Fach-Expertise und Klientinnen: Intuitiv Essen Erfahrungen
Wie Intuitiv Essen aussehen kann: So erleben es meine Klientinnen
Vielleicht belasten Sie der ständige Wunsch abzunehmen oder dünner sein zu wollen, Essensregeln, das ständige Kalorienzählen oder die endlosen Gedanken ums Essen mehr, als Sie Energie dafür aufbringen möchten. Vielleicht sehnen Sie sich nach mehr Leichtigkeit im Umgang mit Essen – aber der Gedanke, wirklich auf Ihren Körper zu hören, fühlt sich unsicher an. Vielleicht sind Sie neugierig, welche Erfahrungen andere schon gemacht haben mit dem Intuitiven Essen.
Diese Unsicherheit ist vollkommen verständlich, ebenso wie der Wunsch sich nicht mehr an äußere Essensregeln halten zu müssen. Schließlich wurden uns jahrzehntelang externe Regeln als einziger Weg zu „gesunder Ernährung“ verkauft. Doch es gibt einen anderen Weg: Intuitiv essen lernen bedeutet, sich wieder einzulassen auf die inneren Signale des eigenen Körpers (z.B. ein Ziehen im Magen), ihnen zu vertrauen (z.B. ich habe Hunger) und daraus Handlungen abzuleiten (z.B. ich esse jetzt meine mitgebrachte Stulle, weil die Mittagspause noch über eine Stunde hin ist).
Als systemische Therapeutin und Expertin für intuitive Ernährung möchte ich Ihnen zeigen, was intuitives Essen bedeuten und wie individuell intuitives Essverhalten aussehen kann – jenseits der Mythen und Missverständnisse, die darüber kursieren und anhand echter anonymisierter Fallbeispiele aus meiner Praxis.
Ganz kurz gefasst vorneweg: Was bedeutet Intuitives Essen, Intuitive Ernährung und Intuitive Eating überhaupt?
Was ist intuitives Essen überhaupt?
Intuitives Essen oder englisch nach den Begründerinnen Evelyn Tribole un Elyse Resch „Intuitive Eating“ ist kein neuer Trend oder eine versteckte Diät. Es ist die Art, wie wir alle als Kinder gegessen haben – bevor sich erlernte und abgeschaute Essensregeln und -verbote sprichwörtlich über dieses innere Gespür für unseren Körper gelegt haben. Das Konzept wird seit über 20 Jahren wissenschaftlich untersucht und seine Wirksamkeit wurde in über 120 Studien bestätigt.

→ Ihre Aufgaben
a - Nennen Sie alles, was der Text über Intuitives Essen in dem Satz, der mit „Vielleicht belasten Sie“ beginnt, als mögliche Belastung aufzählt.
b - Schreiben Sie den Text über Intuitives Essen im Anschluss an seinen letzten Satz weiter.

→ Die Daten
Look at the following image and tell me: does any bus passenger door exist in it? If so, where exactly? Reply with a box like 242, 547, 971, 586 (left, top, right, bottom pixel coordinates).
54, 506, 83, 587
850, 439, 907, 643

→ Die Lösungen
a - Der ständige Wunsch abzunehmen oder dünner sein zu wollen, Essensregeln, das ständige Kalorienzählen und die endlosen Gedanken ums Essen.

b -
Intuitiv-Essen-Erfahrungen: drei Beispiele aus der Praxis
Mehr als nur müde - Wie Frau R. lernte, nicht nur andere zu nähren
Frau R. kam mit 45 Jahren zu mir in die Beratung. Sie berichtete mir, dass sie schon immer irgendwie mit ihrem Körper zu kämpfen hatte, dass sie sich immer schon zu dick fand. Sie merkte, dass dieses Thema ihr so viel Energie raubte bei ihrem sehr vollen Alltag, dass sie es einfach nicht mehr aushielt. Sie hatte das Gefühl, wenn sie das jetzt nicht endlich in den Griff bekäme, würde sie unter dieser Last zusammenbrechen.
Frau R. ist Mutter eines Kindes und lebt in einer Partnerschaft. Sie hat einen Vollzeitberuf und organisiert den Familienalltag. Ihr Leben war geprägt von ständiger Fürsorge für andere – bei wenig Schlaf pro Nacht, häufigen nächtlichen Unterbrechungen durch ihr Kind und Arbeiten bis spätabends, sobald das Kind im Bett war.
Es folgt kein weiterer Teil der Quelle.